The war inevitably destroys their idyllic life when Matt is called up and leaves for action. Molly, their daughter barely remembers her father and even memories of her mother fade into the distance as she grows up in London with her stepfather Lucas and his son Simon.
Molly's daughter Ruth is at first the least interesting of the three women and it took longer to get to know her. Her husband is also the least developed and unpleasantly stereotyped character, but his is a minor role so this doesn't detract from the overall story. In the end it is Ruth, who never knew her grandmother, who finally completes the circle ... but enough said.
I don't agree with reviewers who suggested that only the first story is covered in any detail. I thought Molly's story just as engrossing as Lorna's and was really sorry when the emphasis switched to her daughter, but after a while I became just as interested in Ruth.
Penelope Lively has fast become one of my favourite authors. She writes with such sensitivity and perceptiveness about human relationships and emotions, and her portrayal of grief is such that, as it says on the cover, `grief seeps through the page'. It is not just her characters that you feel you know so well. Without seeming intrusive, the Somerset countryside, the cottage that Matt and Lorna rent, and Lucas's chaotic house in Fulham (`untidy, grubby, unlike other people's homes') are depicted with such attention to detail that you feel next time they're mentioned as if you've been there and are comfortable with them. There is also a sense of time, especially of the pre-war era and its slower, simpler way of life compared with the modern day pace inhabited by Ruth.
Reading some of the negative reviews, it would have been easy to overlook this book but I loved it and was sorry to finish it. Overall I found it engrossing and satisfying.

---------------

• [PROBLEM DESCRIPTION]
According to the book review, where is Lucas's house? The items come from a separate source.

• [RECORD EXCERPTS]
---------------

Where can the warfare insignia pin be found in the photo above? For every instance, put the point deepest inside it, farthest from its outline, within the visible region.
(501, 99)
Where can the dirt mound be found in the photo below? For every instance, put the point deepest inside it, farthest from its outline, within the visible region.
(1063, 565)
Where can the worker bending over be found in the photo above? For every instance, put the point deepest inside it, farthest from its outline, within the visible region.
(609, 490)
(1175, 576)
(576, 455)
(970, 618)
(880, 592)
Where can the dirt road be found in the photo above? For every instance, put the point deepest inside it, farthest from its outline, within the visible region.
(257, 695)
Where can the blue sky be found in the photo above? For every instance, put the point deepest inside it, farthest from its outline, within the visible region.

---------------

• [THE RESPONSE]
In Fulham.